* What is asked *
Please write out, as a numbered list without blank lines, the lines that begin at the one containing "Target = side mirror" and stop after the final line.

* Available data *
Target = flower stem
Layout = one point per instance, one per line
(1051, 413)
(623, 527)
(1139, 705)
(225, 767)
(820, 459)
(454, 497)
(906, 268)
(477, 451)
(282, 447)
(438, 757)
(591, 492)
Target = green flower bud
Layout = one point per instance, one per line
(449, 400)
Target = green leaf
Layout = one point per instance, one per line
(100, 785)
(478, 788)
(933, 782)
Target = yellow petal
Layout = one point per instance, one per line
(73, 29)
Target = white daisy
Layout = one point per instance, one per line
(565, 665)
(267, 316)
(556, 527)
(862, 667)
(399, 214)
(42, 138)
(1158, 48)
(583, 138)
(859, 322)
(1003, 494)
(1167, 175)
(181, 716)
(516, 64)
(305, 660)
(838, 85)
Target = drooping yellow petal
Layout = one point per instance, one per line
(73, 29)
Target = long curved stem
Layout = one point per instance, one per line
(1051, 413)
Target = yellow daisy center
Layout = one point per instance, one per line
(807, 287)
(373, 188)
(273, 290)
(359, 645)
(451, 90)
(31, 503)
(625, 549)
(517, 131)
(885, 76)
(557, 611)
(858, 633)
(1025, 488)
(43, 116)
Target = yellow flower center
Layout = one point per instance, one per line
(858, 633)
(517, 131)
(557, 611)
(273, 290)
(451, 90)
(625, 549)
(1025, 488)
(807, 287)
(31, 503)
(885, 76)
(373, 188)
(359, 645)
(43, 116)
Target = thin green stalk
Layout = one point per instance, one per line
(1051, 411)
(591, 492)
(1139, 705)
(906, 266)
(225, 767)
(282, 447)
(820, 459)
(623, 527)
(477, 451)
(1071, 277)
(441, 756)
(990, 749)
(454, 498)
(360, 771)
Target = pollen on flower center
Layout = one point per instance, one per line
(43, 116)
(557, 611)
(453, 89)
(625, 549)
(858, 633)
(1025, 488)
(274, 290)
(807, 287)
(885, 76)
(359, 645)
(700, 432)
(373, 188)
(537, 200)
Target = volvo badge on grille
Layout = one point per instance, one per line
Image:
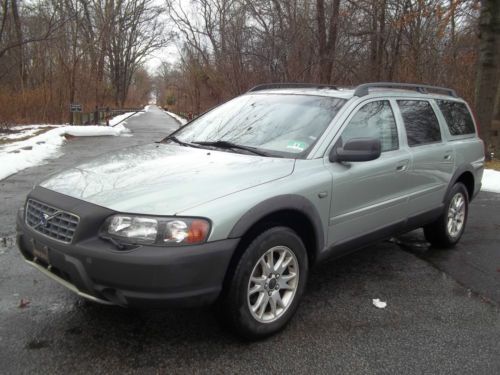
(44, 219)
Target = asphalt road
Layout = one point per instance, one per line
(442, 315)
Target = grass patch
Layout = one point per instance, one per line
(493, 164)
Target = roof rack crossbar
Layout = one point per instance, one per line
(363, 89)
(270, 86)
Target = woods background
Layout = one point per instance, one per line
(55, 52)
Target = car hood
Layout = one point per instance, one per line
(164, 179)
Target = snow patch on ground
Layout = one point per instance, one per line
(379, 304)
(182, 120)
(491, 181)
(23, 131)
(17, 156)
(117, 119)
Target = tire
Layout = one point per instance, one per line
(447, 230)
(249, 303)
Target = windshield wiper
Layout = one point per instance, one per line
(227, 144)
(177, 140)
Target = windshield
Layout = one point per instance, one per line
(280, 125)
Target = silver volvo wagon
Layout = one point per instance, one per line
(236, 206)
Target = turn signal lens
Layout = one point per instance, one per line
(187, 231)
(198, 231)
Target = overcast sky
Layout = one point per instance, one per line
(171, 52)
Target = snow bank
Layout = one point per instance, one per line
(23, 131)
(491, 181)
(17, 156)
(182, 120)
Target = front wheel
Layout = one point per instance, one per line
(267, 284)
(447, 230)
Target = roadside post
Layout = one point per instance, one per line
(75, 108)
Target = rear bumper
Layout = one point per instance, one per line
(146, 276)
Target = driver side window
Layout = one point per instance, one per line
(374, 120)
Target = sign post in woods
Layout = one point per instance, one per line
(74, 108)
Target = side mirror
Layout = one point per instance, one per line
(356, 149)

* Output of the exercise *
1. Target = side mirror
2. Layout = one point per instance, one per line
3. (356, 149)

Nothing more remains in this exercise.